:: Recorded data ::

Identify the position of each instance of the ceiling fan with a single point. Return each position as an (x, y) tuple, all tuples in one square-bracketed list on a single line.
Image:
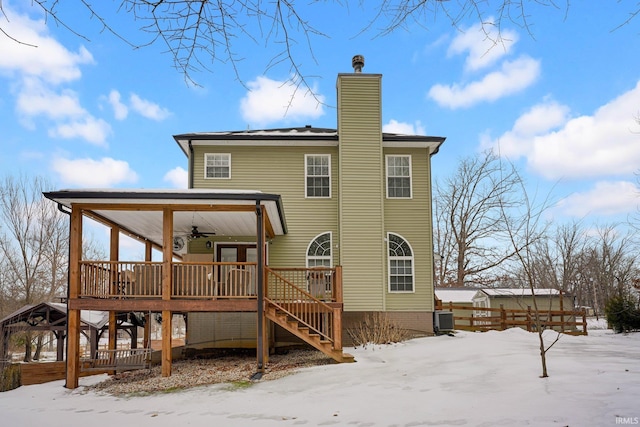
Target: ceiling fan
[(195, 234), (179, 242)]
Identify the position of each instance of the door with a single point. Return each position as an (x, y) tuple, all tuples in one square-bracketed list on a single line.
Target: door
[(237, 280)]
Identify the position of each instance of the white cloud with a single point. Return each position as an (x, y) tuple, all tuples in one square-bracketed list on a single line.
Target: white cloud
[(404, 128), (88, 128), (557, 146), (605, 198), (120, 110), (270, 101), (148, 109), (37, 54), (37, 99), (541, 118), (513, 77), (483, 44), (177, 177), (68, 118), (103, 173)]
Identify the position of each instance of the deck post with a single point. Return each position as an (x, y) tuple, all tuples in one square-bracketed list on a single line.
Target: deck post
[(338, 284), (260, 350), (73, 316), (167, 276), (337, 328)]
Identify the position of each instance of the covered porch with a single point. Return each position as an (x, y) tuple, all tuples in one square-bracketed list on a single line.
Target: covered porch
[(306, 302)]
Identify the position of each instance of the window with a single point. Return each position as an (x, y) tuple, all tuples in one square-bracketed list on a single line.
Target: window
[(400, 264), (217, 166), (399, 177), (319, 251), (317, 175)]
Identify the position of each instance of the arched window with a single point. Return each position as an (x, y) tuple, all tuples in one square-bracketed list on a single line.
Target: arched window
[(400, 264), (319, 251)]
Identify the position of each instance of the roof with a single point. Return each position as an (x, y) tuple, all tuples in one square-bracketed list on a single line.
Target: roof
[(511, 292), (460, 295), (223, 212), (58, 313), (306, 135)]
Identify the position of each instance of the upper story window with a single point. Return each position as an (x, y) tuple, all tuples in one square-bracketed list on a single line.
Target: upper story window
[(399, 176), (217, 165), (319, 251), (400, 264), (317, 175)]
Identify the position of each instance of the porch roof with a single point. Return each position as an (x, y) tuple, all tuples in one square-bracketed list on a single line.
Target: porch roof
[(138, 212)]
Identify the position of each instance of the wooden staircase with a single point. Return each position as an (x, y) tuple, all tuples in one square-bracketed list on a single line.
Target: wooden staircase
[(298, 327)]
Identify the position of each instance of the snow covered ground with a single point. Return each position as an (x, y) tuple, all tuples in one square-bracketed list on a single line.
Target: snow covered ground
[(470, 379)]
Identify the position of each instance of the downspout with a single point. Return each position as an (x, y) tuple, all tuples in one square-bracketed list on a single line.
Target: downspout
[(190, 165), (259, 249), (62, 209)]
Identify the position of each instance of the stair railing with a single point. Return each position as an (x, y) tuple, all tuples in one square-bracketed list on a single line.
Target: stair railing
[(300, 305)]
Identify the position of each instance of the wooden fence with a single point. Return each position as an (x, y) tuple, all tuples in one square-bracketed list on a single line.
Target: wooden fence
[(491, 319)]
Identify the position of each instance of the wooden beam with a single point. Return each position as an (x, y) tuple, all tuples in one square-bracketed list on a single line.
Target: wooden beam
[(198, 207), (157, 305), (73, 349), (166, 343), (167, 277)]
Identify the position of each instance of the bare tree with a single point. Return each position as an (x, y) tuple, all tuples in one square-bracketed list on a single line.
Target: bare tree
[(33, 245), (470, 222), (559, 258), (526, 230), (611, 265), (200, 33)]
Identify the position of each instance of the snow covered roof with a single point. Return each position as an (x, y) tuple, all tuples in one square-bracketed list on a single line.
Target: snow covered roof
[(511, 292), (456, 295), (96, 319), (306, 135)]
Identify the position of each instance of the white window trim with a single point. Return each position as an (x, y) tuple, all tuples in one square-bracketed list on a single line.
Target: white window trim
[(306, 253), (306, 195), (205, 165), (386, 173), (413, 266)]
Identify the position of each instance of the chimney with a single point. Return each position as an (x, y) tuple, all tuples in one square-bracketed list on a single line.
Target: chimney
[(357, 62)]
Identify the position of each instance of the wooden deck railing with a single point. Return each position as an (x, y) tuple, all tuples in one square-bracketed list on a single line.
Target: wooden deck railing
[(303, 294), (320, 282), (487, 319), (117, 359), (190, 280)]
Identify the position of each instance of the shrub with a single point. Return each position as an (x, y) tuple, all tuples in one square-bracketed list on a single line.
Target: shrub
[(623, 314), (377, 328)]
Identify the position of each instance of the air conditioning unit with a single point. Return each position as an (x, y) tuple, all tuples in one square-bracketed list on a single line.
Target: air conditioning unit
[(443, 321)]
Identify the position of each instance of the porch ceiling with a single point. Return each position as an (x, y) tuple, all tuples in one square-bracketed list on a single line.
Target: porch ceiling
[(139, 212)]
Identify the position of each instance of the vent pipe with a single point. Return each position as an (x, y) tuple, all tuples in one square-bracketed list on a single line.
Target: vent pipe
[(357, 62)]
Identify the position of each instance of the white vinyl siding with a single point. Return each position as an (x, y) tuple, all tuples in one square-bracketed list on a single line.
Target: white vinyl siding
[(398, 176), (317, 175), (217, 166)]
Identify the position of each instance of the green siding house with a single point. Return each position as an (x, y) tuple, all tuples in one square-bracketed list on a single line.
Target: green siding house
[(282, 236), (354, 197)]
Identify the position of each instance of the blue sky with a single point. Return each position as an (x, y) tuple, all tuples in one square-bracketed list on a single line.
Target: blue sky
[(559, 99)]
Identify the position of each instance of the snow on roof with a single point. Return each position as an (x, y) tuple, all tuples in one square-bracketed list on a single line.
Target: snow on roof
[(510, 292), (456, 295)]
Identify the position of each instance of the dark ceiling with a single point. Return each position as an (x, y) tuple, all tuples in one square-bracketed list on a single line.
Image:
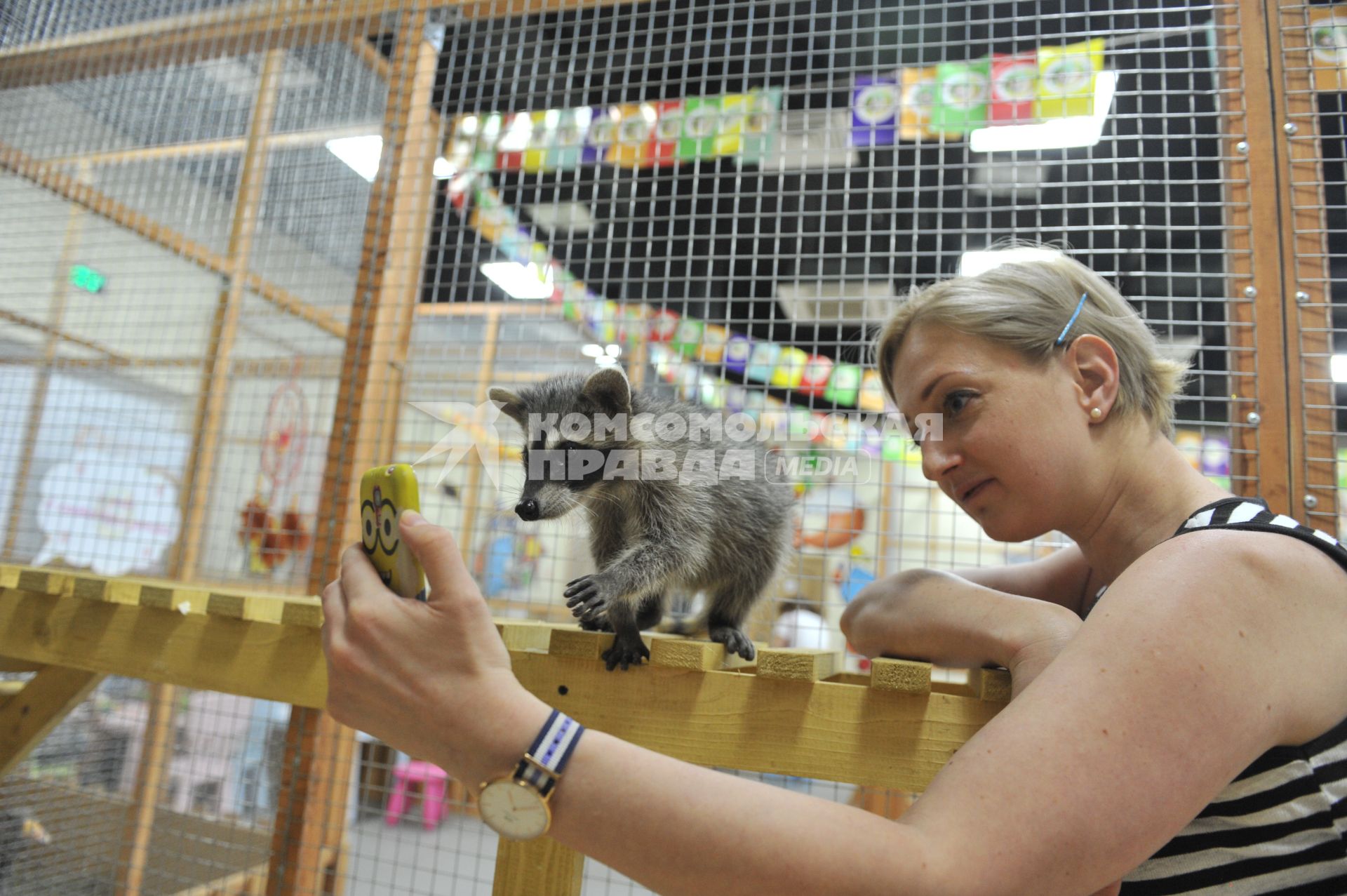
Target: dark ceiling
[(713, 240)]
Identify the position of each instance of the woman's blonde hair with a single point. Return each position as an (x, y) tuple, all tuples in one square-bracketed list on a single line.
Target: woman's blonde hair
[(1026, 305)]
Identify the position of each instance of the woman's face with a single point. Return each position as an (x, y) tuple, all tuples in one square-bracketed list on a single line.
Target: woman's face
[(1013, 433)]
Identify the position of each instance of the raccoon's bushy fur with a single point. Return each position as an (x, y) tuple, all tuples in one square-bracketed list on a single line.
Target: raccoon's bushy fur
[(725, 538)]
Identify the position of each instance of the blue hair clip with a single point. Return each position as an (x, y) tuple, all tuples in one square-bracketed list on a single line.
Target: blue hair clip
[(1074, 316)]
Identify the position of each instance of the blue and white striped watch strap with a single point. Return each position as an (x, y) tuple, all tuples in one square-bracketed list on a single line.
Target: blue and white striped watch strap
[(551, 751)]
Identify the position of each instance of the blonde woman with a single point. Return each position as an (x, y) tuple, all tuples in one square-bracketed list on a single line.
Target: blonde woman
[(1188, 736)]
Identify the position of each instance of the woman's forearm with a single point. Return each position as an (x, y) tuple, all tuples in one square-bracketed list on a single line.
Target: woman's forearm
[(947, 620), (682, 829)]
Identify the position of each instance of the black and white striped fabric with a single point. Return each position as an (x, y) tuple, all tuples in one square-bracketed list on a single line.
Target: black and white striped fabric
[(1281, 827)]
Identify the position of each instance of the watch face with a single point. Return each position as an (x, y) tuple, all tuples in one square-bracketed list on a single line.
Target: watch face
[(514, 810)]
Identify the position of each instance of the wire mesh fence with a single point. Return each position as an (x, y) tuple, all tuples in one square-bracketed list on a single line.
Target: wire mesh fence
[(253, 248)]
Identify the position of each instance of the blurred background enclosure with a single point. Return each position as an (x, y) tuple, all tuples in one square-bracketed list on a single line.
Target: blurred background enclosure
[(253, 248)]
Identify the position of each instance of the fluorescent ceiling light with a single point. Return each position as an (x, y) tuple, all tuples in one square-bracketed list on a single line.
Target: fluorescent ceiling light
[(522, 282), (568, 218), (974, 263), (1058, 134), (361, 154)]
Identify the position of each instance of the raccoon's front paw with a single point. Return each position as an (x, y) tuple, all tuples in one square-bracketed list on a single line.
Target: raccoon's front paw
[(735, 641), (628, 650), (588, 600), (598, 624)]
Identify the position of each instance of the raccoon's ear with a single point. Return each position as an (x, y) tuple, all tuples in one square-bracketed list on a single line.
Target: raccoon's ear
[(609, 389), (511, 405)]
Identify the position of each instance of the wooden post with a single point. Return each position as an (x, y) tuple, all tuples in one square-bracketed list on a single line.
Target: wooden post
[(490, 342), (319, 752), (538, 867), (1253, 155), (196, 488), (216, 380), (39, 707), (74, 229), (155, 752), (1307, 279)]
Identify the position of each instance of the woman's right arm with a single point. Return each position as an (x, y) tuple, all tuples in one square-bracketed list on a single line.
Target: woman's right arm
[(1058, 578), (944, 619)]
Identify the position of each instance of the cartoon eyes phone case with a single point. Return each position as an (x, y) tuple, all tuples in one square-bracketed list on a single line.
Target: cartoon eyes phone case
[(384, 493)]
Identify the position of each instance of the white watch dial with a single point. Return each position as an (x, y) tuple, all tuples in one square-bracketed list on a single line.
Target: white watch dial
[(514, 810)]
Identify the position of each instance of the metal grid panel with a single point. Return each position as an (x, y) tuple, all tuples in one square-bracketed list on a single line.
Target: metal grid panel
[(209, 162)]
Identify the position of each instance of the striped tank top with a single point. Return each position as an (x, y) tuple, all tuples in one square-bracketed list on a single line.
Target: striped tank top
[(1280, 827)]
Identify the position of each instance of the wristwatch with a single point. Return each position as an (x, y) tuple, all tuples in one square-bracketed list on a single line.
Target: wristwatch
[(516, 806)]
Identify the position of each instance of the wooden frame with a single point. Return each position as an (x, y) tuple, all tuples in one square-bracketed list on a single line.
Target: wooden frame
[(319, 752), (840, 727), (833, 726), (260, 26), (51, 178), (1307, 282)]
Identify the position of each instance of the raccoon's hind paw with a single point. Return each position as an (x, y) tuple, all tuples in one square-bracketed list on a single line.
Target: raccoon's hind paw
[(588, 600), (735, 641), (628, 650), (596, 624)]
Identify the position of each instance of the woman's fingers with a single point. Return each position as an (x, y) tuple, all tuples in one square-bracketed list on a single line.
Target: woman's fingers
[(335, 615), (358, 575), (439, 557)]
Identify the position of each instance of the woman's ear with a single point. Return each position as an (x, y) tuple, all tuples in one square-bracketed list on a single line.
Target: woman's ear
[(1093, 366)]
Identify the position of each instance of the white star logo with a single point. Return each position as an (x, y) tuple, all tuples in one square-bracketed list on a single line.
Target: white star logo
[(471, 426)]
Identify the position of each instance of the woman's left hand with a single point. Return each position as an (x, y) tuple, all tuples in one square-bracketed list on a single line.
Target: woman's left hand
[(431, 678)]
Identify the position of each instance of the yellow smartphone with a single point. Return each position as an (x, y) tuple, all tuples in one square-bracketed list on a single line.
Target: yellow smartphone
[(384, 493)]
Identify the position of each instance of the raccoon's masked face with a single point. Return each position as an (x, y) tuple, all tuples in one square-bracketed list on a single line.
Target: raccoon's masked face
[(559, 473)]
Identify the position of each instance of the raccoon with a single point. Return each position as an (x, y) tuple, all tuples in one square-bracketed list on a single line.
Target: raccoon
[(650, 533)]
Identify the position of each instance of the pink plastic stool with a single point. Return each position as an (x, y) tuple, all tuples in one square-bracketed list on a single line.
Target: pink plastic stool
[(433, 780)]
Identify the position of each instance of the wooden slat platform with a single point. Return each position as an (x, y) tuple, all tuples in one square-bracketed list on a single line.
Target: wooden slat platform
[(791, 713)]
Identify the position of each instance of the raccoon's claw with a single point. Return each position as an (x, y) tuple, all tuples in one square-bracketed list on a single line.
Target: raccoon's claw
[(587, 600), (596, 624), (625, 651), (735, 641)]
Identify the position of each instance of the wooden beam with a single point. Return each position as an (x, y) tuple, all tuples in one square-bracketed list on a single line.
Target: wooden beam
[(38, 399), (538, 867), (1307, 275), (488, 309), (236, 32), (215, 386), (155, 751), (30, 714), (215, 147), (266, 659), (54, 181), (845, 730), (396, 218), (1250, 149), (57, 335)]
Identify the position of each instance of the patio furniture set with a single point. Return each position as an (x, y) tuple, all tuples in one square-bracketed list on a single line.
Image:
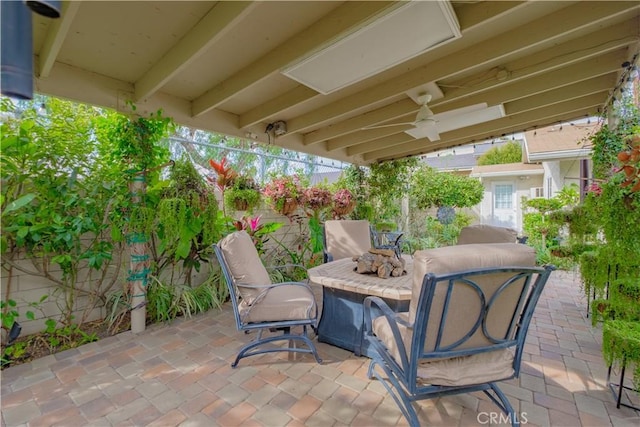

:::

#### [Stated goal]
Rewrite the lines starting at the one that contains "Identify the position of each instance of the blue sky" and ending at the one that contains "[(551, 751)]", with "Identify" changed to "Locate" and nothing else altered. Leave the pictures out.

#### [Exercise answer]
Locate the position of each instance of the blue sky with a single point. Return each position as an (x, y) tuple, all tuples in one square-bracketed list on a single line.
Target: blue sky
[(559, 99)]
Locate the position of each instance of the snow on roof with a single point. Return each position as an (x, y) tuple, all tuples in one square-bracketed list on a single line.
Target: snow on roof
[(510, 292), (456, 295)]
Locate the position of each instance of the dark ceiling with a single point. Return each position as an (x, y) tuple, all tuples in one square-bracketed list on a single line.
Image:
Target: dark ceiling
[(713, 240)]
Locate the position of each instance of the woman's blonde hair with a single point. Return each position as an (x, y) tuple, all tuples in one square-bracketed list on a single line.
Target: woman's blonde hair
[(1026, 305)]
Locate the position of each instance of the woman's face with a single point. Return each position as an (x, y) tuple, all tuples in one square-bracketed list on a single line.
Target: woman's face
[(1013, 433)]
Locate the position of each instance of the raccoon's bushy fur with a single point. Return each position as an (x, y) tuple, all tuples in one square-bracketed list on a single line.
Target: raccoon's bushy fur
[(725, 538)]
Locate the position of each instance of the blue hair clip with a single point. Return each position as an (x, y) tuple, all tuples in one square-bracketed list on a single line.
Target: blue hair clip
[(1074, 316)]
Locate the position of each instance of the blue and white striped watch strap with a single point. Return each position as an (x, y) tuple, all tuples in one square-bracketed list on a single line.
Target: blue and white striped watch strap
[(551, 751)]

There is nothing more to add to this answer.